PASSAGE TO READ =>
————————

I am encouraged to see the many groups held responsible for protecting our sensitive government information are coming together with a common purpose. The federal government needs to focus limited resources on protecting our networks from consistent cyber attacks that threaten our national security and the 20 Critical Security Controls is a good first step.
- Senator Tom Carper, Chairman, U.S. Senate Committee on Homeland Security & Governmental Affairs,* *Subcommittee on Federal Financial Management, Government Information, Federal Services, and International Security
This is great! I think it will go a long way towards recalibrating the Federal cyber security efforts away from being what many have described as a report card driven paper-work exercise, to instead being now properly focused on meaningful efforts to improve the real security posture of our operational systems.
- Dan Galik, Chief Information Security Officer, US Department of Health and Human Services
I LOVE the 20 CSC!
- Mark Weatherford, Chief Information Security Officer, State of California
I have led teams investigating major attacks against DoD and commercial organizations. If these 20 CSC recommendations had been implemented, they would have been able to prevent simple attacks and would have enhanced the response capability against massive breaches before sensitive data was lost.

————————

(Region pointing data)
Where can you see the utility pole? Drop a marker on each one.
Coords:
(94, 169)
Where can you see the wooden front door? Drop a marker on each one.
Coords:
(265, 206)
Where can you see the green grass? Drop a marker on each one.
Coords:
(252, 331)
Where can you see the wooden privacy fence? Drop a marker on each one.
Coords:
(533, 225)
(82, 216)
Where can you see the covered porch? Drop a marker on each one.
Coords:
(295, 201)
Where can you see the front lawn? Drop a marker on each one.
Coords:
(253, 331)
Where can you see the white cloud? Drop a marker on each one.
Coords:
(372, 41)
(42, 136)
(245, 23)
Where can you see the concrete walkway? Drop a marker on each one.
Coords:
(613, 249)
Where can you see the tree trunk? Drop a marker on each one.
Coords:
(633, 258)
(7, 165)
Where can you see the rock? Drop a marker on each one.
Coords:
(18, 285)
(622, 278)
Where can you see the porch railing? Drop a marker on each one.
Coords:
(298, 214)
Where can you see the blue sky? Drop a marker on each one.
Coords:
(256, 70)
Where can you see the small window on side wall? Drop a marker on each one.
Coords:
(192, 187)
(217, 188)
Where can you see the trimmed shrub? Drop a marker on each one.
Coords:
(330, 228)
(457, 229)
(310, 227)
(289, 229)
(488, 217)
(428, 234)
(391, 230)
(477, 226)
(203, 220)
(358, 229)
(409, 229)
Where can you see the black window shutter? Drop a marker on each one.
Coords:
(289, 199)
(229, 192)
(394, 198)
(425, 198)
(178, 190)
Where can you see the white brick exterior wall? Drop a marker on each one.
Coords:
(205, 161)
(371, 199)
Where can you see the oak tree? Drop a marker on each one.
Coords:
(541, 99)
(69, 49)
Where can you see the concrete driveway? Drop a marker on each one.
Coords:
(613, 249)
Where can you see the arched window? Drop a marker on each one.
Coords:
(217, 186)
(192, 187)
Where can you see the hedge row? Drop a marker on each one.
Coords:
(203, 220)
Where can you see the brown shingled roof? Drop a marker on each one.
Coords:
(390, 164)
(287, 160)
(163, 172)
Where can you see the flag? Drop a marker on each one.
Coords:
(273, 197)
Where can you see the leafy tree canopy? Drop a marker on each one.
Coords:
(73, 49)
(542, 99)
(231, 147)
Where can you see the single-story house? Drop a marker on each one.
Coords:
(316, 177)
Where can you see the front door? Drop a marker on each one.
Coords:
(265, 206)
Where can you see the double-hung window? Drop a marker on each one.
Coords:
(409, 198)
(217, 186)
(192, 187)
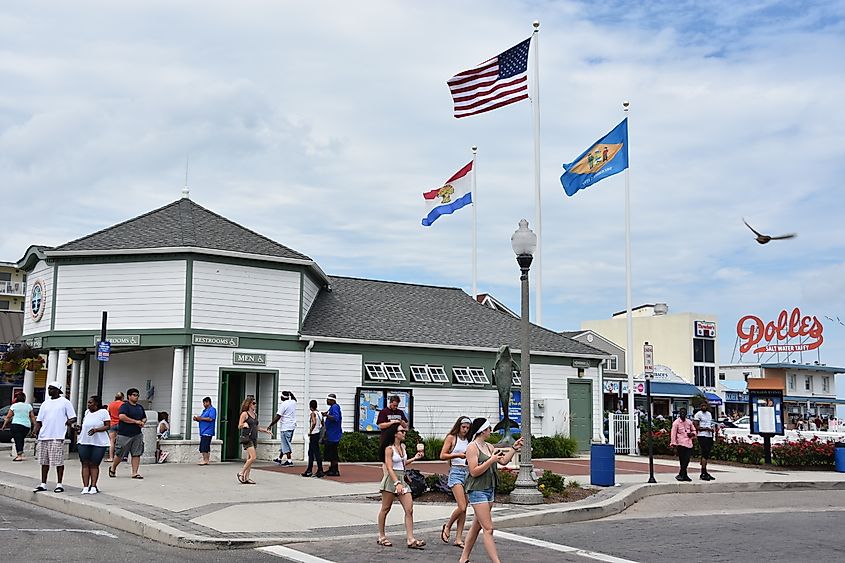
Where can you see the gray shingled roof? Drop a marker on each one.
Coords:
(182, 223)
(375, 310)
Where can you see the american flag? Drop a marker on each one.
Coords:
(494, 83)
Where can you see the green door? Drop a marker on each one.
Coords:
(231, 395)
(581, 413)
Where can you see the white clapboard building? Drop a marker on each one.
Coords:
(198, 306)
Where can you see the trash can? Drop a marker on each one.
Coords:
(839, 456)
(603, 465)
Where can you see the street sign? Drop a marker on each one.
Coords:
(103, 351)
(648, 360)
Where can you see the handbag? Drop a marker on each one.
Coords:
(245, 437)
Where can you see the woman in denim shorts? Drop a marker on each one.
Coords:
(454, 451)
(480, 485)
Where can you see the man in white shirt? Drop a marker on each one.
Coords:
(54, 417)
(706, 429)
(286, 417)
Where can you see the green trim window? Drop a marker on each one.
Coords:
(470, 375)
(429, 374)
(384, 371)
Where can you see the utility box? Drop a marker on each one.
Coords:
(555, 418)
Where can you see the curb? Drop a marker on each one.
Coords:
(127, 521)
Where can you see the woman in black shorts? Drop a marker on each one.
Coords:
(93, 443)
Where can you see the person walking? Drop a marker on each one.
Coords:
(681, 435)
(395, 460)
(206, 419)
(333, 419)
(315, 426)
(130, 441)
(114, 408)
(22, 420)
(706, 431)
(248, 425)
(54, 417)
(93, 443)
(482, 462)
(391, 415)
(286, 417)
(454, 451)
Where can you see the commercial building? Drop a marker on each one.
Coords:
(201, 306)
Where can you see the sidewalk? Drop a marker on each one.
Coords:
(206, 507)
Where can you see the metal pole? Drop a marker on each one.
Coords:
(526, 491)
(102, 364)
(651, 478)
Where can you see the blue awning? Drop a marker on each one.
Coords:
(713, 398)
(671, 389)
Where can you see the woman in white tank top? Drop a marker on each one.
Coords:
(454, 450)
(395, 459)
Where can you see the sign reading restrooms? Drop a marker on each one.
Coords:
(774, 336)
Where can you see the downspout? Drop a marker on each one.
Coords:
(307, 398)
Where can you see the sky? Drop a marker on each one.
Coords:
(320, 124)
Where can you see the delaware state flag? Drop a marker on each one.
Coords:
(455, 193)
(607, 156)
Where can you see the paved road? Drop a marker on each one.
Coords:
(772, 527)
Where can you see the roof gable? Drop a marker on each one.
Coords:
(381, 311)
(181, 224)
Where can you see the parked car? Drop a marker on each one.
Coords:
(6, 435)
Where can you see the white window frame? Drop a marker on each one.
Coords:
(375, 371)
(438, 374)
(381, 371)
(479, 376)
(419, 373)
(394, 371)
(461, 375)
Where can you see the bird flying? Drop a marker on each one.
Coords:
(763, 239)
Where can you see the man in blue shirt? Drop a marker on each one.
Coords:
(333, 434)
(207, 420)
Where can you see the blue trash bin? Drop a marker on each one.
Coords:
(603, 465)
(839, 456)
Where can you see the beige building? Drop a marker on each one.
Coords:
(684, 342)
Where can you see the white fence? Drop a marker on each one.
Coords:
(619, 433)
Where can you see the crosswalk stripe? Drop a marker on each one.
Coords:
(562, 548)
(291, 554)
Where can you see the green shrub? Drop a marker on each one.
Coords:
(551, 483)
(507, 483)
(356, 446)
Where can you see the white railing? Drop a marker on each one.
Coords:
(12, 288)
(619, 433)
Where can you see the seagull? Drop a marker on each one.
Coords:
(763, 239)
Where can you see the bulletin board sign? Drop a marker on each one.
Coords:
(766, 410)
(369, 401)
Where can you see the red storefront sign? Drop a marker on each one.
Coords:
(752, 332)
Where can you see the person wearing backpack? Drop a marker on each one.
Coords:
(393, 486)
(316, 430)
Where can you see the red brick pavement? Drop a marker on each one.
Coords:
(371, 472)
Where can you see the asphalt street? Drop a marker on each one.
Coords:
(771, 527)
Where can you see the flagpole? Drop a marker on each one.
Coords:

————————

EXERCISE PROMPT => Write the next part of the quoted endorsements of the 20 Critical Security Controls, starting after the last sentence shown.

EXERCISE RESPONSE =>
- Rob Lee, Mandiant
I was honored to be able to help. What excites me is this approach allows often resource constrained organizations to both focus on the most critical priorities and to implement solutions that are both practical and important.
- Dan Mintz, former CIO at the US Department of Transportation.
The security community is spending far, far too much time blindly complying with controls which ultimately yield little or no (in all-to-many cases) positive impact on our security posture. By narrowing the focus, I'm certain we can begin to yield more return from the NIST-based security process.
- Wade Bicknell, -E&E Enterprises Global
We have high regard for NIST's work. However, the problem for organizations trying to follow NIST's guidelines amid today's increasing cyberthreats is akin to confronting a raging new pandemic with an encyclopedic field guide to holistic health care.
We're bleeding badly. And we need triage to focus on the things that will keep the patient alive,
said 20 CSC project leader John Gilligan, who formerly was CIO of the Air Force and Energy Department, at a news conference last month.
What's needed now is for a variety of federal agencies to conduct pilot implementation projects to validate and refine the 20 CSC initiative. The outcome has the potential to significantly strengthen not only federal information systems but also enterprise networks worldwide.